§ Cel ćwiczenia:
Zwróć każdy z poniższych wierszy, który zawiera słowo „tree”. Wielkość liter ma znaczenie.

----- Podane wiersze -----

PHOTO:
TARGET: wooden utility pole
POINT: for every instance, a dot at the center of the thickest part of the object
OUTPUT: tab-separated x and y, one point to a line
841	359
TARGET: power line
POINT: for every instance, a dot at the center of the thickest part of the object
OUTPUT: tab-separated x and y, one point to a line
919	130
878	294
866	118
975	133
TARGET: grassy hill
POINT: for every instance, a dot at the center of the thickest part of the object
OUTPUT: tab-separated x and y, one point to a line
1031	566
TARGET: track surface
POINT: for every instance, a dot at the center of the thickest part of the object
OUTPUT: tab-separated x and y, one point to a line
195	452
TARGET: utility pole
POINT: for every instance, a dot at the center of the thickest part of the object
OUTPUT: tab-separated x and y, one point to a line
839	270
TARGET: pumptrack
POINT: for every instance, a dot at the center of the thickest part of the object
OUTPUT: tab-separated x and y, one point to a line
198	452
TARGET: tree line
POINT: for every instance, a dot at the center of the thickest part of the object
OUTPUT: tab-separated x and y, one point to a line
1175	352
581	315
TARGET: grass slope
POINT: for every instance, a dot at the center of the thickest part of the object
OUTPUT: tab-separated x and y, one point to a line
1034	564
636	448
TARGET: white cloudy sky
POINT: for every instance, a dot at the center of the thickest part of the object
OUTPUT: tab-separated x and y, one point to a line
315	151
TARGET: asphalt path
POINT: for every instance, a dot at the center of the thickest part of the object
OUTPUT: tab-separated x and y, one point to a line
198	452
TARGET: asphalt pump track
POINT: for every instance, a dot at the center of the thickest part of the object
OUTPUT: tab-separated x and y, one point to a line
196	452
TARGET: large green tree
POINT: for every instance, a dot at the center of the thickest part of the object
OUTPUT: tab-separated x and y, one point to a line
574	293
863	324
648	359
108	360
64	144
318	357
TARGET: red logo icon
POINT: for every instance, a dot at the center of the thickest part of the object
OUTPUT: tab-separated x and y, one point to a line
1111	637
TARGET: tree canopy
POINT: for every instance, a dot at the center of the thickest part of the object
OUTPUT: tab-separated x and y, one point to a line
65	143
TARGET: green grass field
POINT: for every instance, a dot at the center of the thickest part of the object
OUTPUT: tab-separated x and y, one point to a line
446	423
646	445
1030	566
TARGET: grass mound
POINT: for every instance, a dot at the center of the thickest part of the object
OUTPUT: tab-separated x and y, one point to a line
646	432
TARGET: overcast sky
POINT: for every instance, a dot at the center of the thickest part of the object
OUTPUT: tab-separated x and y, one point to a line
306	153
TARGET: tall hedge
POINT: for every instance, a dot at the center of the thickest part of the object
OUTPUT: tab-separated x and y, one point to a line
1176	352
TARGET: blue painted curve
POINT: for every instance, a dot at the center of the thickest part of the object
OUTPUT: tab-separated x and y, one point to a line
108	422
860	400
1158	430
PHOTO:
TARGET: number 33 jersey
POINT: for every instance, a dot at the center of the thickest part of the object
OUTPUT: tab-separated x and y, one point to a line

-----
----- Podane wiersze -----

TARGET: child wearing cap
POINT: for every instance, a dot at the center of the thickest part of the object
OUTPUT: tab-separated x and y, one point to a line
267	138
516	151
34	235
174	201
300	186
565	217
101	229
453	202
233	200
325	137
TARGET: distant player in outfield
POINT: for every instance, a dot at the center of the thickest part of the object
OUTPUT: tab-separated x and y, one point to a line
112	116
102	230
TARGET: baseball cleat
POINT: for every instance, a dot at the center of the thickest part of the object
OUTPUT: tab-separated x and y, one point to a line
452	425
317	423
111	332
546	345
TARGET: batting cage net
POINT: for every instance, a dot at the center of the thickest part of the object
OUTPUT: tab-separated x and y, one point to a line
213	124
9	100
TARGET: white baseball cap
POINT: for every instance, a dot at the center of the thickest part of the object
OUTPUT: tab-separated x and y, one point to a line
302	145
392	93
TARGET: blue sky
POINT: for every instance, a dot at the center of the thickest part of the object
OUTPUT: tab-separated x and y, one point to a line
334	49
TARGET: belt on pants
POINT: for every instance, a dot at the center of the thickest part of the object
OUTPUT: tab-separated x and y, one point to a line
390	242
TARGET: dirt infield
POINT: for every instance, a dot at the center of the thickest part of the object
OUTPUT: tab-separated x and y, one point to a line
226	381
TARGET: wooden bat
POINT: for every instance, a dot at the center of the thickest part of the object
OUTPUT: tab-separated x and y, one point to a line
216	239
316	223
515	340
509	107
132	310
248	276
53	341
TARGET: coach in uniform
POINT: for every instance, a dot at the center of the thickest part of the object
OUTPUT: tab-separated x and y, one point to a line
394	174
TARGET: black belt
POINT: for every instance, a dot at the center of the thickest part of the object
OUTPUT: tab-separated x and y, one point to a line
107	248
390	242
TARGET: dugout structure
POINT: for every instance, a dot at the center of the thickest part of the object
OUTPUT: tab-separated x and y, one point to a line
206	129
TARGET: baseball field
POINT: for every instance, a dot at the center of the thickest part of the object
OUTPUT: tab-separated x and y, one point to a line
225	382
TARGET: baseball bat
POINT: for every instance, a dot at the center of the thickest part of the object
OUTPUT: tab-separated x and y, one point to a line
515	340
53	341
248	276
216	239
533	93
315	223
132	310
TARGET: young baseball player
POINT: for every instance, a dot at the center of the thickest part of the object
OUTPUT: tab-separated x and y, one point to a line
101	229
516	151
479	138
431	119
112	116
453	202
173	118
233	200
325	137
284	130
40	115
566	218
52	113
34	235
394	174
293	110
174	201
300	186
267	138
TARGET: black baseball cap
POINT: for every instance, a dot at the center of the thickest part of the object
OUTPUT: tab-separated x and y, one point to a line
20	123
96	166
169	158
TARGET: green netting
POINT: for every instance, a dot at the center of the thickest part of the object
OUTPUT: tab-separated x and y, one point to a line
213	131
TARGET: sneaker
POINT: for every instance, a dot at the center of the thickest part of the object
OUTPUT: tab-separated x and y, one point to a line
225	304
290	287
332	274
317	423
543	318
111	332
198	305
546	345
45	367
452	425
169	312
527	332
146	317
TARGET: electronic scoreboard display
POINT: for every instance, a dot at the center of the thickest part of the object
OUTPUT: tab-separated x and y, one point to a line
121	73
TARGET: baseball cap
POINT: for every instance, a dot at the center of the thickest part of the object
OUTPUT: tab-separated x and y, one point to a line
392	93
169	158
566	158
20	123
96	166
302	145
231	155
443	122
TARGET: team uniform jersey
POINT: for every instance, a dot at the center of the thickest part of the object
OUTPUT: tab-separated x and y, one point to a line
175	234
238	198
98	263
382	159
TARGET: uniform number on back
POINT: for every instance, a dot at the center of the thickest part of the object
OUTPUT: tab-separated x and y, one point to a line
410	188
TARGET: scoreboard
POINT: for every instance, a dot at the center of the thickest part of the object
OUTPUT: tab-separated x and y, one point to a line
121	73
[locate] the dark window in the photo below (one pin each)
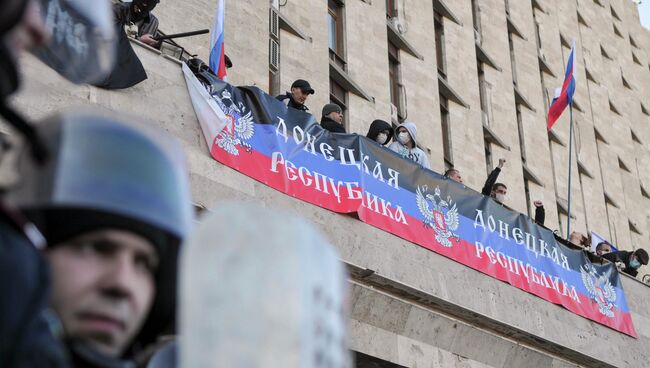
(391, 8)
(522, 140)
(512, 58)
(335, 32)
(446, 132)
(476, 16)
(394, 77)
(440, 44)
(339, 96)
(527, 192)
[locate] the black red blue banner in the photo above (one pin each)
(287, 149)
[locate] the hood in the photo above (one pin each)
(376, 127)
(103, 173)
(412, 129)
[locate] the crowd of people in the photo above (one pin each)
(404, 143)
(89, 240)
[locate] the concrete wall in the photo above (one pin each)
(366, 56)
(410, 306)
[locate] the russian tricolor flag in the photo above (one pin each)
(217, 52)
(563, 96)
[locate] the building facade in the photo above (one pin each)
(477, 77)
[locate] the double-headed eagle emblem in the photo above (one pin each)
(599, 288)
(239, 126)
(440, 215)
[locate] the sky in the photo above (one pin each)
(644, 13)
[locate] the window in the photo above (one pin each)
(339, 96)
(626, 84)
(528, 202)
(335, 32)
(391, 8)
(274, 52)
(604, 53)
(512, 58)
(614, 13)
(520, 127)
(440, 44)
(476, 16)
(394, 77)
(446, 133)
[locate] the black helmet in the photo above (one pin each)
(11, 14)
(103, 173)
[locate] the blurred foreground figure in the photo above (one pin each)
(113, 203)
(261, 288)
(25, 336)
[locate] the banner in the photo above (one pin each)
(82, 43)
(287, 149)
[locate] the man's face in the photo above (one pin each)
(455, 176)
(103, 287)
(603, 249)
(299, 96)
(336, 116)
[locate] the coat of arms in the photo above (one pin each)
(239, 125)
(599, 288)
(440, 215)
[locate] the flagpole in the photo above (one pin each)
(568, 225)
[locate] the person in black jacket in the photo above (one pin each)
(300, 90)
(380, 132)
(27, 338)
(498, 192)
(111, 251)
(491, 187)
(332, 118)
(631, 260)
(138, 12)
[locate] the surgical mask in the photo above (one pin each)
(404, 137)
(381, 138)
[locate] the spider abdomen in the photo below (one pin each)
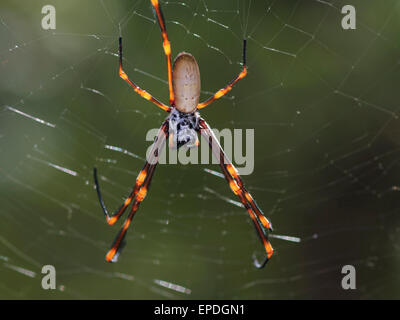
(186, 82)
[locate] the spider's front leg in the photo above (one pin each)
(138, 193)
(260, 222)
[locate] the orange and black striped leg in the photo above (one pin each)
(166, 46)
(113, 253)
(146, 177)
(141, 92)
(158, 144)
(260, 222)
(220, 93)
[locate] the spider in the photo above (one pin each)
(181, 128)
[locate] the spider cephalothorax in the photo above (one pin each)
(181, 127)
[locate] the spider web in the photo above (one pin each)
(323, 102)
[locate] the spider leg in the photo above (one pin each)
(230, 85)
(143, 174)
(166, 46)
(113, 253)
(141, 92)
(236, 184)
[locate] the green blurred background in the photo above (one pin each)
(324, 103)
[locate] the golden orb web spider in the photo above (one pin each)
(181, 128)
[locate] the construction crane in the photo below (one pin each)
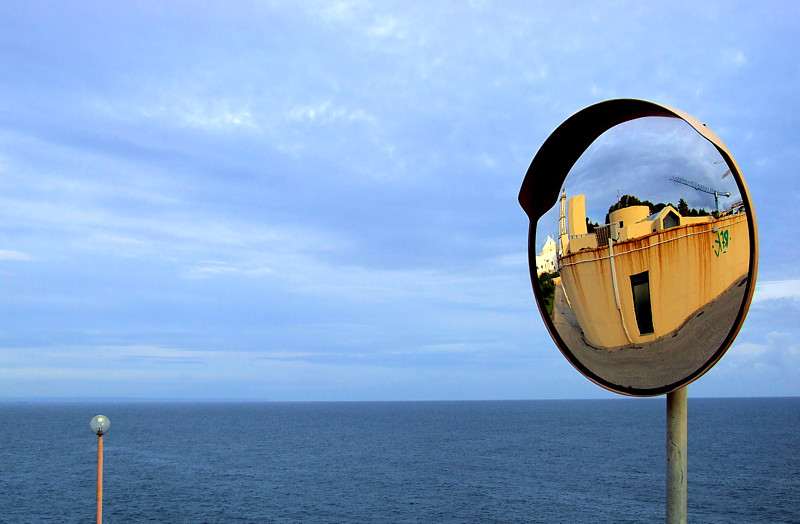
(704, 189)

-----

§ Odpowiedź:
TARGET: tree line
TARGET: large green tree
TARGET: tree canopy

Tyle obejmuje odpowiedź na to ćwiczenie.